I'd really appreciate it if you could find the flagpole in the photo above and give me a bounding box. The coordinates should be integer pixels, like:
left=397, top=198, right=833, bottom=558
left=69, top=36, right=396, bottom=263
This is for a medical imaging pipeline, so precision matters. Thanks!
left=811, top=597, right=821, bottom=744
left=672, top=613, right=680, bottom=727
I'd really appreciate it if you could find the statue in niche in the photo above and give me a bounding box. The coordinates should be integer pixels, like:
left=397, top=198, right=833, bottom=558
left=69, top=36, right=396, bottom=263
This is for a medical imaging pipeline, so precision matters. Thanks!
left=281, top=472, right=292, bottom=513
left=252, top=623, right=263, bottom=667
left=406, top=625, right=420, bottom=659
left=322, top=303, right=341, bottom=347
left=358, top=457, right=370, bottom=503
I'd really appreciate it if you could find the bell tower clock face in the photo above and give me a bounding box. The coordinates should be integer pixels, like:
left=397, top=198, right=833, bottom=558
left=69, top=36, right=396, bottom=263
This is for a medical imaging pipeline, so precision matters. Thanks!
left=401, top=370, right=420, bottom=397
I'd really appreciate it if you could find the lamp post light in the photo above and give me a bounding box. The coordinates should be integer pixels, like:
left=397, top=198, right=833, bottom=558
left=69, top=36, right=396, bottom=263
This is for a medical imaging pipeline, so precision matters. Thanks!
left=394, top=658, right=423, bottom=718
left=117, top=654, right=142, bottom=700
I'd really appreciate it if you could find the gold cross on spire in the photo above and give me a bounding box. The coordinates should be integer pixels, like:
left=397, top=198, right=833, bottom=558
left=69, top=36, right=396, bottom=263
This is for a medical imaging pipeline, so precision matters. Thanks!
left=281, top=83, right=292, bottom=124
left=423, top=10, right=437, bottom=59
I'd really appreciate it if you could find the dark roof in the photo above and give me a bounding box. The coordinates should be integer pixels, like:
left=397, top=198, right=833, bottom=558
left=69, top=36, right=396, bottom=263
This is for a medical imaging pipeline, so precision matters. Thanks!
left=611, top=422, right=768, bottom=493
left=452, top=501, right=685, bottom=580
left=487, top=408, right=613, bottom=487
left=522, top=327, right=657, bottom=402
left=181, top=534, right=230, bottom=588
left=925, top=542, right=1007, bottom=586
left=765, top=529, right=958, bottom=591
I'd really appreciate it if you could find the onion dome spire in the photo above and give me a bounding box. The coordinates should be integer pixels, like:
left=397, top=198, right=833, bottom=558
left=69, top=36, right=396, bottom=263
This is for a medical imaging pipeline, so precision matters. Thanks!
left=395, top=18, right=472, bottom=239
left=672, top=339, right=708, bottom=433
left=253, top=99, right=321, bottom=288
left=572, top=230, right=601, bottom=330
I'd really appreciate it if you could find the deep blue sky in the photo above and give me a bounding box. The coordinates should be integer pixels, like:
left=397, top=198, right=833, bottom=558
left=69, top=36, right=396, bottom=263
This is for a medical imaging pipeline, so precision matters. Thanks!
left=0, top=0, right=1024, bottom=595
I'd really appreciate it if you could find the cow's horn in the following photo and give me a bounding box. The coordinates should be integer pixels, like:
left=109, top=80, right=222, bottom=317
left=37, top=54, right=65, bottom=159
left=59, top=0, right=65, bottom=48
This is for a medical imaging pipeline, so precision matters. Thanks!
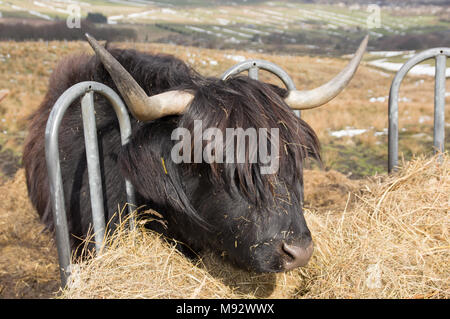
left=86, top=33, right=194, bottom=122
left=285, top=35, right=369, bottom=110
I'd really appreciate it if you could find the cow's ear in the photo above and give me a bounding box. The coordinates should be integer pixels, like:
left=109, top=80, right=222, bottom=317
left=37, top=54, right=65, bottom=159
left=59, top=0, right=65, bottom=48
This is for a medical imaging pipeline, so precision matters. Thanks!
left=118, top=121, right=210, bottom=229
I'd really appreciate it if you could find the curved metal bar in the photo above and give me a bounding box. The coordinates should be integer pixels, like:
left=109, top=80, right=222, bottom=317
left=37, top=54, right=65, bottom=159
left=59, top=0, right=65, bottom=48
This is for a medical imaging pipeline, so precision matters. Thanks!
left=388, top=48, right=450, bottom=172
left=45, top=81, right=135, bottom=287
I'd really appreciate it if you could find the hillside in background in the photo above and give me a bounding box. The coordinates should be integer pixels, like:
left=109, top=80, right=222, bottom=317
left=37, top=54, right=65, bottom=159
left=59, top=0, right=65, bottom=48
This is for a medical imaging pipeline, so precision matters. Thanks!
left=0, top=0, right=450, bottom=55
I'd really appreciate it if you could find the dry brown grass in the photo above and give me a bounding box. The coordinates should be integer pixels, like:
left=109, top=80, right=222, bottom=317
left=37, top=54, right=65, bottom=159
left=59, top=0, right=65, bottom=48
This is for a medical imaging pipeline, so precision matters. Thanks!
left=62, top=155, right=450, bottom=298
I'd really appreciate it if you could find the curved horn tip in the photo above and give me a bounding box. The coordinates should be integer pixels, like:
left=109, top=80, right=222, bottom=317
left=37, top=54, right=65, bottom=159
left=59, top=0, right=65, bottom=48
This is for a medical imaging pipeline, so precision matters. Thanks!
left=285, top=34, right=369, bottom=110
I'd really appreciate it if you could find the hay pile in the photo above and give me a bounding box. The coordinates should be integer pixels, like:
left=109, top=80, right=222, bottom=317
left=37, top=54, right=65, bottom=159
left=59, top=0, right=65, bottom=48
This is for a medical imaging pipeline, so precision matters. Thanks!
left=62, top=155, right=450, bottom=298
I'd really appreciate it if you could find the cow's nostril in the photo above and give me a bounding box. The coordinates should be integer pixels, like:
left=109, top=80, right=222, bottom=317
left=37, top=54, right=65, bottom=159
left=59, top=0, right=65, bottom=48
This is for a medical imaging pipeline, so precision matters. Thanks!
left=282, top=241, right=314, bottom=270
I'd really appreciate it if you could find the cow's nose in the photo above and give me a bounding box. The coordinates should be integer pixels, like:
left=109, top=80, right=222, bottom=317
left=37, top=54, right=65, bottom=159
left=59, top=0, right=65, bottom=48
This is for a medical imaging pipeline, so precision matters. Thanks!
left=283, top=241, right=314, bottom=270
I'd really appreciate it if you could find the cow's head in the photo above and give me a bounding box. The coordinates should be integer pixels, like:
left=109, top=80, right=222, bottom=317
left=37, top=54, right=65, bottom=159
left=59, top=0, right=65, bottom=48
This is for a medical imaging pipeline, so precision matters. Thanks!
left=88, top=36, right=367, bottom=272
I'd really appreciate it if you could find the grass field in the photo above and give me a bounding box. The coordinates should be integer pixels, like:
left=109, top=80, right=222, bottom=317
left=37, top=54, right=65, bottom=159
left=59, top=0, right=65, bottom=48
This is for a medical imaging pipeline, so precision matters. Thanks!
left=0, top=0, right=450, bottom=55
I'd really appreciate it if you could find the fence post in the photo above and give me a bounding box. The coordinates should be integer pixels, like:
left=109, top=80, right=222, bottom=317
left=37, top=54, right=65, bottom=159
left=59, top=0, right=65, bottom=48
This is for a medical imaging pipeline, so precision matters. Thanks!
left=45, top=81, right=135, bottom=287
left=388, top=48, right=450, bottom=172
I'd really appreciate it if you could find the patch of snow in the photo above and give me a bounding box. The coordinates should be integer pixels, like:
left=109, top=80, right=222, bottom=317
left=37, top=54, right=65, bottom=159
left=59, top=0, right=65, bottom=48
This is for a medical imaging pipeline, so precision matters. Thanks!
left=224, top=54, right=247, bottom=62
left=369, top=59, right=450, bottom=77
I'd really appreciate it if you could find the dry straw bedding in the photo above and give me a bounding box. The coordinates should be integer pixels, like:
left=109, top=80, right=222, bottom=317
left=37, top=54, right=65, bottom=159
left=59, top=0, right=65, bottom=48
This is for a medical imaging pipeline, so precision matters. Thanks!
left=61, top=155, right=450, bottom=298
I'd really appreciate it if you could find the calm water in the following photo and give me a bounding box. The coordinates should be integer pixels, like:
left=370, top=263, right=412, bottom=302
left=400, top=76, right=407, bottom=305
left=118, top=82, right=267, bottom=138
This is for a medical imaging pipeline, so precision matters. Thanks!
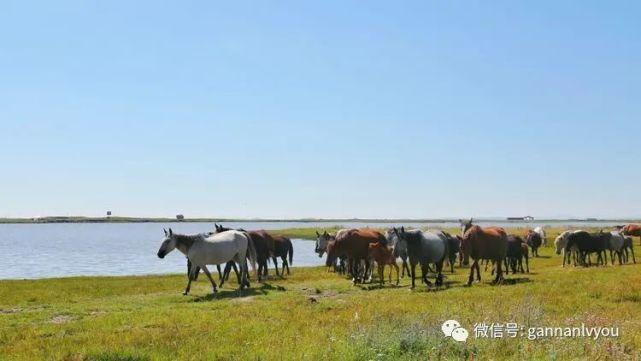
------------------------
> [Short problem]: Rewrite the part of the entries that opens with the line containing "I'd really appreciate it if you could find the cow's ear" and closes with the line containing "left=118, top=121, right=210, bottom=229", swapping "pipeline" for "workflow" and keeping everything else the same.

> [Problem solution]:
I'd really appreciate it if you could find the cow's ear in the photo above and give me a bounding box. The coordinates should be integer pixels, like:
left=109, top=80, right=222, bottom=317
left=37, top=54, right=65, bottom=159
left=59, top=0, right=65, bottom=48
This is for a medical imaging workflow, so precision matters. Thanks!
left=118, top=121, right=210, bottom=229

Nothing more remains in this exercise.